Copy the entries exactly, through the "x=712, y=338" line.

Segment Open

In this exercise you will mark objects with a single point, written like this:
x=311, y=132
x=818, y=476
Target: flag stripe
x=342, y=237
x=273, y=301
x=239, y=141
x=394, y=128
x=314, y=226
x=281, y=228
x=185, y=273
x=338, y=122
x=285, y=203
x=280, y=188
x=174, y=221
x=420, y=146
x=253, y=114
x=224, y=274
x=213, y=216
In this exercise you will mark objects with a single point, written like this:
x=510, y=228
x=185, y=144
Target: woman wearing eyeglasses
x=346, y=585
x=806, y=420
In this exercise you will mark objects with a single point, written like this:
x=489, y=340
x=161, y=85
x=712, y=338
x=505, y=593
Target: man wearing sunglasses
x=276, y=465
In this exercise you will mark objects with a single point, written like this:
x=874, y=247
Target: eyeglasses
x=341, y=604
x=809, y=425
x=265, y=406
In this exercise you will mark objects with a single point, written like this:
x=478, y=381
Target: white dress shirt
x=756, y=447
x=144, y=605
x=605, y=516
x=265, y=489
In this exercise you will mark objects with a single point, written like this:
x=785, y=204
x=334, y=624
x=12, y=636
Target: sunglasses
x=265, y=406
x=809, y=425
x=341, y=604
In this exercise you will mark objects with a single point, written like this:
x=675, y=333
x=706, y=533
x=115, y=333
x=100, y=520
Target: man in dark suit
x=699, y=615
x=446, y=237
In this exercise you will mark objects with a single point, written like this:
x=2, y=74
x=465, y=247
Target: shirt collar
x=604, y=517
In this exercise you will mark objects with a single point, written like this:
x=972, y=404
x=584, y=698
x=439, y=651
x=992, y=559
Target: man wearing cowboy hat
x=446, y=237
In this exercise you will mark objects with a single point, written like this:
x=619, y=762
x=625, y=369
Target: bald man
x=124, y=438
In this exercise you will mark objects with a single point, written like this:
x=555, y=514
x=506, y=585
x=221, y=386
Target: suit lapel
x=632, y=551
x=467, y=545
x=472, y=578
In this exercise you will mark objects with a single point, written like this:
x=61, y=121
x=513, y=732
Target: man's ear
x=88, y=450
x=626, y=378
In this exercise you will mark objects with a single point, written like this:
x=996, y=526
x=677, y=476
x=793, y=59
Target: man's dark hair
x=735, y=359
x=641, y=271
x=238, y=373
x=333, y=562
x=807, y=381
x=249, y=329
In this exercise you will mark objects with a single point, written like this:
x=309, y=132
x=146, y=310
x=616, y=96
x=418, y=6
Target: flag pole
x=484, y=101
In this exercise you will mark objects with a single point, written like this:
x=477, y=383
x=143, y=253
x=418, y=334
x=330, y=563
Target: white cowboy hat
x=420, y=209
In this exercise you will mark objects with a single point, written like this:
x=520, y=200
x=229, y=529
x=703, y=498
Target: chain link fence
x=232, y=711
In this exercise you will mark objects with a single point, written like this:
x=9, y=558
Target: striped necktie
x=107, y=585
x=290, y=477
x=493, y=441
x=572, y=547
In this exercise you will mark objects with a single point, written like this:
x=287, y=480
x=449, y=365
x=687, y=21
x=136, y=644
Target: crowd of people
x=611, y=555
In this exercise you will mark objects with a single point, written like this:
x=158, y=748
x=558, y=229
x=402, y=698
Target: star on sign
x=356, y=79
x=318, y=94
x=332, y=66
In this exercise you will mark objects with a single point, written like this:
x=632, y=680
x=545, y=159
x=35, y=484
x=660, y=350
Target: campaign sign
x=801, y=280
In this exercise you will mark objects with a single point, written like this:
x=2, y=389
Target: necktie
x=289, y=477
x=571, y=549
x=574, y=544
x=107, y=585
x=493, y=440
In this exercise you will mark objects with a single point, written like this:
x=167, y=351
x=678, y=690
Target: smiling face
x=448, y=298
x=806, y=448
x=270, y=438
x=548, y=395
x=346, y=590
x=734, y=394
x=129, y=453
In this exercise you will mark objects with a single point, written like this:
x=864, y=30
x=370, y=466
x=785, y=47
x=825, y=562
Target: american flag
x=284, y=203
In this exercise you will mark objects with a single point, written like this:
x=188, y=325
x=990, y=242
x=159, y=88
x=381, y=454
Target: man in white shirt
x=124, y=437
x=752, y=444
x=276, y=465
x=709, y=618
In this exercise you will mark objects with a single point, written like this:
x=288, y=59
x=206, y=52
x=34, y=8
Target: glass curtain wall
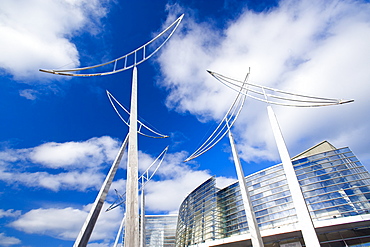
x=160, y=230
x=334, y=184
x=198, y=216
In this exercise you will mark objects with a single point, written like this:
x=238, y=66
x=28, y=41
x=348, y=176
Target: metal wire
x=226, y=123
x=143, y=179
x=69, y=72
x=276, y=96
x=111, y=99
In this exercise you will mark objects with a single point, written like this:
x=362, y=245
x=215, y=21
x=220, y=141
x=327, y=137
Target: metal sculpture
x=143, y=179
x=128, y=61
x=87, y=228
x=221, y=130
x=284, y=98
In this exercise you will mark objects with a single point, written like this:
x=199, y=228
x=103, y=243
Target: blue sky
x=59, y=135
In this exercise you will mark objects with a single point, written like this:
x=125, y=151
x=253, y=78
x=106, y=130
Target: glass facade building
x=160, y=230
x=335, y=186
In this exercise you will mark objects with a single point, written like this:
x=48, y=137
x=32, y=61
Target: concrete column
x=142, y=218
x=304, y=218
x=132, y=208
x=87, y=228
x=251, y=218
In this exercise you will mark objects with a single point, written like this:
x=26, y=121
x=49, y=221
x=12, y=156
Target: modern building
x=335, y=186
x=160, y=230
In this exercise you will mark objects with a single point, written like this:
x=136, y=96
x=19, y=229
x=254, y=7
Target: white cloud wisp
x=309, y=47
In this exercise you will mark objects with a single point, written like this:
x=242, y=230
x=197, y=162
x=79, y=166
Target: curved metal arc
x=145, y=177
x=145, y=56
x=111, y=99
x=227, y=122
x=307, y=101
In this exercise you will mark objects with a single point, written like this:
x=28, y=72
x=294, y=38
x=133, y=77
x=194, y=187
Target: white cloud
x=36, y=33
x=310, y=47
x=77, y=154
x=65, y=223
x=177, y=180
x=8, y=241
x=81, y=161
x=9, y=213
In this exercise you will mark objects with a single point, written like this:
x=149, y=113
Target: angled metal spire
x=226, y=123
x=125, y=62
x=143, y=179
x=114, y=101
x=129, y=61
x=276, y=96
x=273, y=96
x=225, y=128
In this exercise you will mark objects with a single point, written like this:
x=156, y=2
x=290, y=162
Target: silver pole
x=142, y=222
x=132, y=208
x=251, y=218
x=119, y=231
x=87, y=228
x=304, y=218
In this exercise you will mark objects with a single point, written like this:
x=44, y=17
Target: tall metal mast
x=222, y=129
x=128, y=61
x=284, y=98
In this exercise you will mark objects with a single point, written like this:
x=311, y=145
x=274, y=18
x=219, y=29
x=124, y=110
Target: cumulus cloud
x=78, y=154
x=37, y=34
x=81, y=164
x=9, y=213
x=309, y=47
x=65, y=223
x=8, y=241
x=177, y=180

Segment Closed

Exercise solution:
In this exercise you will mark objects with a single point, written like this:
x=311, y=132
x=818, y=476
Target: flag stripe
x=342, y=237
x=273, y=301
x=239, y=141
x=394, y=128
x=314, y=226
x=281, y=228
x=185, y=273
x=338, y=122
x=285, y=203
x=280, y=188
x=174, y=221
x=420, y=146
x=253, y=114
x=224, y=274
x=213, y=216
In this exercise you will mark objects with a single point, written like this:
x=510, y=228
x=185, y=144
Target: woman wearing eyeglasses
x=346, y=585
x=806, y=420
In this exercise you will mark objects with a single point, written like this:
x=489, y=340
x=161, y=85
x=712, y=338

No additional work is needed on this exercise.